[start ENTRIES SUPPLIED]
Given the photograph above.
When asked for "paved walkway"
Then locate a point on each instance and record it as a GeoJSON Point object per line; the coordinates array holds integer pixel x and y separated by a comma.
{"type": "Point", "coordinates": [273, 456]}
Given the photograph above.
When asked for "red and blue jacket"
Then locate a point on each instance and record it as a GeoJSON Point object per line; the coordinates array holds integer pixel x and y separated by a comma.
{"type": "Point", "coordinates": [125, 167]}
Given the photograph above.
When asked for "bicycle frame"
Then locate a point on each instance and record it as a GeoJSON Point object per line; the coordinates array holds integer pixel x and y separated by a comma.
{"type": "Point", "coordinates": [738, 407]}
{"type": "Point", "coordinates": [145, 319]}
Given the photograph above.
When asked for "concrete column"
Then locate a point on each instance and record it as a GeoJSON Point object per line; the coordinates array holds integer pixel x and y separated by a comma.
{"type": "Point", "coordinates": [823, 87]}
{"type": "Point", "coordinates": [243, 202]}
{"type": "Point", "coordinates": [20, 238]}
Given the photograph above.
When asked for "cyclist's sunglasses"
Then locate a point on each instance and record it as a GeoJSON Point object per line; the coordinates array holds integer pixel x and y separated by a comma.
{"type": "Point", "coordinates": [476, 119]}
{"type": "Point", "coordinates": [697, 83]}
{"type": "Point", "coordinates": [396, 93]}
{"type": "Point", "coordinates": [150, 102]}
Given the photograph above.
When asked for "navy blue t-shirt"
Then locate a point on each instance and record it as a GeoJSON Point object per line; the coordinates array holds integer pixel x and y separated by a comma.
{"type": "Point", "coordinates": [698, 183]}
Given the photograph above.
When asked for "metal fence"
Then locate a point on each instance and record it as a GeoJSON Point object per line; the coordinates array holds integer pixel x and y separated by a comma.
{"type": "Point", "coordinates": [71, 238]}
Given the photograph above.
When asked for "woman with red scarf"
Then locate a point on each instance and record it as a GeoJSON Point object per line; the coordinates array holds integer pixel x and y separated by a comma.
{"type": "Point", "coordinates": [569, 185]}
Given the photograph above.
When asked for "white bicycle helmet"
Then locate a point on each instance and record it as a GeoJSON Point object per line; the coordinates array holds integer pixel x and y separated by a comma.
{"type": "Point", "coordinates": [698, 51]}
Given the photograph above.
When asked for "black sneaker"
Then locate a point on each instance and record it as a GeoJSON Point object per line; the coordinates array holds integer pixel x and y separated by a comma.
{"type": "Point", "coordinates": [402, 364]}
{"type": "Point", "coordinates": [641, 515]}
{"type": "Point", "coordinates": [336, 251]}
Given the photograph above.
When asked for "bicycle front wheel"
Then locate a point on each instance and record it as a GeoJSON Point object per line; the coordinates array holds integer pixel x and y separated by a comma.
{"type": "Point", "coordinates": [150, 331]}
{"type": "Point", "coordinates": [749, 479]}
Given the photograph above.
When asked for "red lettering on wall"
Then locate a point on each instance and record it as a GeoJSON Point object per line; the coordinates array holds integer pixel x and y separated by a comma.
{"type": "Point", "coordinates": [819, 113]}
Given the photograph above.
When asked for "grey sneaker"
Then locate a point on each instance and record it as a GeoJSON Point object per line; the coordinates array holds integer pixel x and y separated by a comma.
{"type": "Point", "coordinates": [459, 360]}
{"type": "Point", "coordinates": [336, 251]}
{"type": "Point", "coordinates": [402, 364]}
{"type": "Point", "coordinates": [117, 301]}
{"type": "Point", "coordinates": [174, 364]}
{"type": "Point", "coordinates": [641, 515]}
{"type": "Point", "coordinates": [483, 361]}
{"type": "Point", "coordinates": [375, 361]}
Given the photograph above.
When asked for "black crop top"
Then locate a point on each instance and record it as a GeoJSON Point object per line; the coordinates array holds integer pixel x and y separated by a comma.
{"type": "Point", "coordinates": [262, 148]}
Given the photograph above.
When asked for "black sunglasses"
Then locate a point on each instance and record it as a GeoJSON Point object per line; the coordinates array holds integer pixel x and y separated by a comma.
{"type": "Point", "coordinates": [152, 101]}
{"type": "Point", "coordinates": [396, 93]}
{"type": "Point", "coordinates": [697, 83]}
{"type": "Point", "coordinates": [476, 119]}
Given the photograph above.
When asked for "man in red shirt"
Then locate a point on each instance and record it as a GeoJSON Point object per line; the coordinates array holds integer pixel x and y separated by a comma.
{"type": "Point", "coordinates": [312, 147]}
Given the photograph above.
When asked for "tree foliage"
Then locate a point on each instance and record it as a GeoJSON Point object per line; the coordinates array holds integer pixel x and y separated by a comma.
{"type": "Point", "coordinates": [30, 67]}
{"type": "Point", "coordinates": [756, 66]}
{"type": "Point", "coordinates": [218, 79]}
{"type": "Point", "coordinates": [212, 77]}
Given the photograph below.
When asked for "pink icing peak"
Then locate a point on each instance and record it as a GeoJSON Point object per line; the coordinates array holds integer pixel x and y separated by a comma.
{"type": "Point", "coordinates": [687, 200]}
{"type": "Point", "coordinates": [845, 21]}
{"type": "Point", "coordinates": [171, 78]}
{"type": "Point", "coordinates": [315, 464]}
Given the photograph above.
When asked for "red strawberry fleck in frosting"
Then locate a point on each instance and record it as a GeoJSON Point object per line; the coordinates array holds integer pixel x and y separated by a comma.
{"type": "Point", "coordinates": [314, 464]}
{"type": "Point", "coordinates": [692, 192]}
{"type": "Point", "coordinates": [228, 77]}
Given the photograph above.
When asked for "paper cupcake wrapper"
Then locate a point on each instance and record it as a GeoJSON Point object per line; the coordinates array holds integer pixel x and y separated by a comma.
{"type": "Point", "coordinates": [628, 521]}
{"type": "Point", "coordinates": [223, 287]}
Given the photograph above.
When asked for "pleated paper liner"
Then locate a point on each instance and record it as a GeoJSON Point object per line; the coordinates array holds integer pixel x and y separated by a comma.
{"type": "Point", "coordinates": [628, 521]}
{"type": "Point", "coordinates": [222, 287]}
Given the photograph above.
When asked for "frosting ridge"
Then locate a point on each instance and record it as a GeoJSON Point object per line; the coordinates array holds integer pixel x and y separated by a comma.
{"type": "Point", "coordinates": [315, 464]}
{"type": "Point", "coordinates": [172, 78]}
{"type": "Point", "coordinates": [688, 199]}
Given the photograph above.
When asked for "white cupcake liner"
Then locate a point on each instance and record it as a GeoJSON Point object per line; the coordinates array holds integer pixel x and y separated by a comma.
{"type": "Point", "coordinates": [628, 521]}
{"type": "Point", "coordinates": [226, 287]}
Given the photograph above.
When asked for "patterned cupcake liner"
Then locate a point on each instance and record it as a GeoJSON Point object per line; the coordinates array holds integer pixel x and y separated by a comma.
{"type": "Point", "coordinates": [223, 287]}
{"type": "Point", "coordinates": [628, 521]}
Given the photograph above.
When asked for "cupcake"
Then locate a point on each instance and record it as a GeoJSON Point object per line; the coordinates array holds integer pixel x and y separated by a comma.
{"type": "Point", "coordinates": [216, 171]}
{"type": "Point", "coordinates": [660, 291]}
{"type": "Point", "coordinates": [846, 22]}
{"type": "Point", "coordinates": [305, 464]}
[end ENTRIES SUPPLIED]
• [TASK]:
The records above should be repeated in full, exactly as given.

• [FINAL ANSWER]:
Given the photograph above.
When asked for "paved walkway"
Then locate a point on each instance and record it as a GeoJSON Point object per line; the coordinates array holds integer pixel x and y separated by a comma.
{"type": "Point", "coordinates": [273, 456]}
Given the photograph above.
When asked for "red and blue jacket"
Then locate a point on each instance and record it as a GeoJSON Point object per line; the coordinates array holds integer pixel x and y separated by a comma.
{"type": "Point", "coordinates": [125, 167]}
Given the photograph above.
When asked for "bicycle frame"
Then locate a point on each instance and record it as a GeoJSON Point object per line; the coordinates array holds integer pixel x and y separated by a comma.
{"type": "Point", "coordinates": [738, 407]}
{"type": "Point", "coordinates": [145, 319]}
Given the photograph above.
When asked for "concrete column"
Then locate a point on each instance and record it as a GeoJSON Point object per line; the coordinates array holds integer pixel x and y separated by a comma.
{"type": "Point", "coordinates": [823, 87]}
{"type": "Point", "coordinates": [243, 202]}
{"type": "Point", "coordinates": [20, 238]}
Given the photograph above.
When asked for "cyclist's sunglasses"
Then locate a point on each instance and record it as a GeoJSON Point object per line; the coordinates array holds integer pixel x and y separated by a comma.
{"type": "Point", "coordinates": [476, 119]}
{"type": "Point", "coordinates": [697, 83]}
{"type": "Point", "coordinates": [396, 93]}
{"type": "Point", "coordinates": [150, 102]}
Given the photograph above.
When asked for "navy blue t-shirt"
Then locate a point on each instance and record it as a GeoJSON Point object per line; the coordinates array holds integer pixel x and y separated by a comma.
{"type": "Point", "coordinates": [698, 183]}
Given the photograph above.
When asked for "metal fence"
Then locate a point on each instance and record it as a GeoJSON Point object per line; the coordinates array holds integer pixel x and y separated by a comma.
{"type": "Point", "coordinates": [71, 238]}
Given the photograph above.
When asked for "woman with red scarf"
Then locate a point on each instance and record it as a GeoJSON Point object per line; the coordinates array holds integer pixel x and y separated by a comma.
{"type": "Point", "coordinates": [569, 185]}
Given the photograph above.
When asked for "white bicycle helmet"
Then locate a point on each instance and record it as a GeoJSON Point object per line; the coordinates array holds integer pixel x and y separated by a comma.
{"type": "Point", "coordinates": [698, 51]}
Given the photograph above.
When asked for "black sneaker"
Then locate a point on each instance and record it as a GeoJSON Point object per line; the coordinates array holds integer pixel x and y separated by a comma.
{"type": "Point", "coordinates": [402, 364]}
{"type": "Point", "coordinates": [641, 515]}
{"type": "Point", "coordinates": [336, 251]}
Given the photograph above.
When asked for "bicycle front wheel"
Then locate a point on each instance and record it as a GeoJSON Point object per line; the coordinates array holds integer pixel x and y separated by a comma.
{"type": "Point", "coordinates": [150, 331]}
{"type": "Point", "coordinates": [749, 479]}
Given the photograph above.
When asked for "red lettering on wall"
Then locate a point on each instance and record it as a GeoJSON Point object per line; the coordinates array holds integer pixel x and y separated by a comma.
{"type": "Point", "coordinates": [819, 113]}
Given the photograph above.
When asked for "grey sneaker"
Then locate a point on each instance and record it as a GeoJSON Point object per line; the coordinates array holds integer pixel x and y separated by a comma.
{"type": "Point", "coordinates": [459, 360]}
{"type": "Point", "coordinates": [336, 251]}
{"type": "Point", "coordinates": [402, 364]}
{"type": "Point", "coordinates": [117, 301]}
{"type": "Point", "coordinates": [174, 364]}
{"type": "Point", "coordinates": [641, 515]}
{"type": "Point", "coordinates": [483, 361]}
{"type": "Point", "coordinates": [375, 361]}
Given the photograph above.
When asked for "black crop top"
Then locate a point on each instance and record it as a GeoJSON Point object per line; the coordinates array holds integer pixel x and y separated by a comma.
{"type": "Point", "coordinates": [262, 148]}
Given the photograph above.
When asked for "black sunglasses"
Then locate a point on each instance and record it as a GeoJSON Point object per line; the coordinates array holds integer pixel x and y separated by a comma.
{"type": "Point", "coordinates": [152, 101]}
{"type": "Point", "coordinates": [396, 93]}
{"type": "Point", "coordinates": [697, 83]}
{"type": "Point", "coordinates": [476, 119]}
Given the photograph above.
When asked for "man in red shirt"
Then locate a point on each instance and record it as a GeoJSON Point object per line; the coordinates array holds integer pixel x and y separated by a comma.
{"type": "Point", "coordinates": [312, 147]}
Given the photograph above.
When asked for "tree foliage"
Then locate a point on each instance and record it as a GeoJSON Point object per line; the coordinates array holds integer pixel x and y separated by a comma.
{"type": "Point", "coordinates": [30, 67]}
{"type": "Point", "coordinates": [756, 66]}
{"type": "Point", "coordinates": [218, 79]}
{"type": "Point", "coordinates": [212, 77]}
Given the photograph below.
When asked for "pink icing peak"
Then locate a point on each instance and record it as a GeoJSON Point object per line; the coordinates array holds integer pixel x and y separated by a comma.
{"type": "Point", "coordinates": [687, 200]}
{"type": "Point", "coordinates": [845, 21]}
{"type": "Point", "coordinates": [171, 78]}
{"type": "Point", "coordinates": [315, 464]}
Given the photograph above.
When asked for "red strawberry fleck in frosting"
Then locate a point on each instance and record it as a GeoJSON Point object per line; the coordinates array holds integer pixel x and y separated by a comma.
{"type": "Point", "coordinates": [314, 464]}
{"type": "Point", "coordinates": [692, 192]}
{"type": "Point", "coordinates": [228, 77]}
Given the photograph above.
When asked for "paper cupcake wrapper"
Then locate a point on each instance and record it as a GeoJSON Point object per line; the coordinates array holds integer pixel x and y separated by a comma.
{"type": "Point", "coordinates": [628, 521]}
{"type": "Point", "coordinates": [223, 287]}
Given the photograph above.
When asked for "pleated paper liner"
Then locate a point on each instance and record it as a GeoJSON Point object per line; the coordinates array holds integer pixel x and y separated by a comma.
{"type": "Point", "coordinates": [628, 521]}
{"type": "Point", "coordinates": [222, 287]}
Given the photograph above.
When asked for "frosting ridge"
Then locate a point on each instance and record it as a GeoJSON Point object per line; the coordinates array holds integer pixel x and y separated by a comma.
{"type": "Point", "coordinates": [315, 464]}
{"type": "Point", "coordinates": [172, 78]}
{"type": "Point", "coordinates": [688, 199]}
Given the photograph above.
When asked for "white cupcake liner"
Then locate a point on each instance and record it as a GeoJSON Point object per line; the coordinates array holds integer pixel x and y separated by a comma.
{"type": "Point", "coordinates": [628, 521]}
{"type": "Point", "coordinates": [226, 287]}
Given the photograph above.
When asked for "patterned cupcake liner"
Then locate a point on each instance and record it as a GeoJSON Point object per line; the coordinates array holds integer pixel x and y separated by a comma.
{"type": "Point", "coordinates": [223, 287]}
{"type": "Point", "coordinates": [628, 521]}
Given the photograph above.
When asked for "cupcake"
Then locate a point on each instance and record it as a GeoJSON Point object per line; the coordinates array holds integer pixel x and y separated by a comma.
{"type": "Point", "coordinates": [216, 171]}
{"type": "Point", "coordinates": [660, 291]}
{"type": "Point", "coordinates": [846, 22]}
{"type": "Point", "coordinates": [305, 464]}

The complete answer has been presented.